#### Extracted text:
☆ ☆ ☆ ☆ ☆
Hiring Summer Interns? How to Make the Most of Them - kdouth
http://www.thedailymuse.com/career/hiring-summer-interns-5-ways-to-make-the-most-of-them/

======
jmduke
The best internship I ever had was before I switched my career path to
computer science; it was an accounts internship at a small (~10 FTEs, ~10
freelancers) advertising firm. It was unpaid besides a small meal &
transportation stipend.

The atmosphere was very similar to what you'd expect from a small tech firm:
friendly, low-key atmosphere, lots of nicknames, lot of small fun free things.
My mentor (I don't really know what his actual title was. I just called him
Joel.) explained to me that there were two parts of what I was doing:

1\. Fake work (his words, not mine.) He said that there would be downtime, and
that I should spend it as productively as possible; if that meant taking on
some grunt work for a neglecting client, good. If that meant browsing the
internet, fine. It was my time, and he said he trusted me enough to assume
that if I wanted to spend my summer on Reddit then I would have done so from
my couch.
☆ ☆ ☆ ☆ ☆
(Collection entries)

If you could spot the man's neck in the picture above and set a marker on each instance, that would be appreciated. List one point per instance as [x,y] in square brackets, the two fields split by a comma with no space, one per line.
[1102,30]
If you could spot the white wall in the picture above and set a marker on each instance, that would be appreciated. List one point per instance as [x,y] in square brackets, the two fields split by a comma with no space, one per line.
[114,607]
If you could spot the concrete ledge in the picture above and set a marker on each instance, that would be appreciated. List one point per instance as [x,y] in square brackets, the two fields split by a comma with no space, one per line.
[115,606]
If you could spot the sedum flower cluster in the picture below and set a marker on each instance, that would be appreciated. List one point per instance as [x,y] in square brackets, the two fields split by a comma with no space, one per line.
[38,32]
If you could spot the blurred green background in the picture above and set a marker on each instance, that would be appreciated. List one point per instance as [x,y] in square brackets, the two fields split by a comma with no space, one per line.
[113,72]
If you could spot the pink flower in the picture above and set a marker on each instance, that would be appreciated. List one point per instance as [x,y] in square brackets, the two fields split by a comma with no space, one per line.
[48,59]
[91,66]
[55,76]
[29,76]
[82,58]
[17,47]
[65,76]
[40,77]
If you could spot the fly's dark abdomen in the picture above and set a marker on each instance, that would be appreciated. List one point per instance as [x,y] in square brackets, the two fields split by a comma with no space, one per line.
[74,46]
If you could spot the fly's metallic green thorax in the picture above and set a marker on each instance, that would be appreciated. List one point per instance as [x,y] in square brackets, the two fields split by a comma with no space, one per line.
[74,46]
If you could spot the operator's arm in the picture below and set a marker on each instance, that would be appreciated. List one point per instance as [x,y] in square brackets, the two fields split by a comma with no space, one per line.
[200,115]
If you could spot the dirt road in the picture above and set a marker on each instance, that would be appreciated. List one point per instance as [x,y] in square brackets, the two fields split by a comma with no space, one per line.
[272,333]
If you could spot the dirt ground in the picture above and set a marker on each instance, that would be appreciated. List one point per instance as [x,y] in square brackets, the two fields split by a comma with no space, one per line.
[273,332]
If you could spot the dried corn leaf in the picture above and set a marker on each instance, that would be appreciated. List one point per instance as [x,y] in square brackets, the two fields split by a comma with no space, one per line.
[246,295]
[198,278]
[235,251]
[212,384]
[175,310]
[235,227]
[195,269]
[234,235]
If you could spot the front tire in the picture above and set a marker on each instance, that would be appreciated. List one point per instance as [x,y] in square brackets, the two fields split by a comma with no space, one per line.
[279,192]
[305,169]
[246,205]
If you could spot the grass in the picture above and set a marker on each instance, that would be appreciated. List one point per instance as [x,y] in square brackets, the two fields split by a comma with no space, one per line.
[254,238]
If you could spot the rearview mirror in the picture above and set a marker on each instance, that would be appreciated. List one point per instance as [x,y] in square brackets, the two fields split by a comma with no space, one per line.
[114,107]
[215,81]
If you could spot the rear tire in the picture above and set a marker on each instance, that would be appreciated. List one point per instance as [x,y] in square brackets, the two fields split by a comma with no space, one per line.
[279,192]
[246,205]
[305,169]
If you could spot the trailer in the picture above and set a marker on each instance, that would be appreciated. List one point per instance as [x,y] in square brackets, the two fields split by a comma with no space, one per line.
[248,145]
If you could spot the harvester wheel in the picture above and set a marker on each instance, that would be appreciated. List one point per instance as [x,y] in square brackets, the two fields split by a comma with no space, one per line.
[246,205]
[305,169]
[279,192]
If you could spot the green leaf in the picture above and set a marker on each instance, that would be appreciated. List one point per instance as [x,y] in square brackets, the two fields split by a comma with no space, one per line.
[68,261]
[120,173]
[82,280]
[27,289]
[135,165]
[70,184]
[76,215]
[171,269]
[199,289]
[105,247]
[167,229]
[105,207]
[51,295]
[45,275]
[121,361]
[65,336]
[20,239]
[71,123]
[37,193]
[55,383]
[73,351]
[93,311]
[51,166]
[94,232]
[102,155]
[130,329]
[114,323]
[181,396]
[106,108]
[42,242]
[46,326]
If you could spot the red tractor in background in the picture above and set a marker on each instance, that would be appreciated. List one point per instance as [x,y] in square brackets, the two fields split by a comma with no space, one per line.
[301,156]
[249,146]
☆ ☆ ☆ ☆ ☆
#### Objective:
Please write out the thread on summer interns again, starting at "The atmosphere was" and ending at "fun free things.", substituting "inside jokes" for "nicknames".

#### Output below:
The atmosphere was very similar to what you'd expect from a small tech firm:
friendly, low-key atmosphere, lots of inside jokes, lot of small fun free things.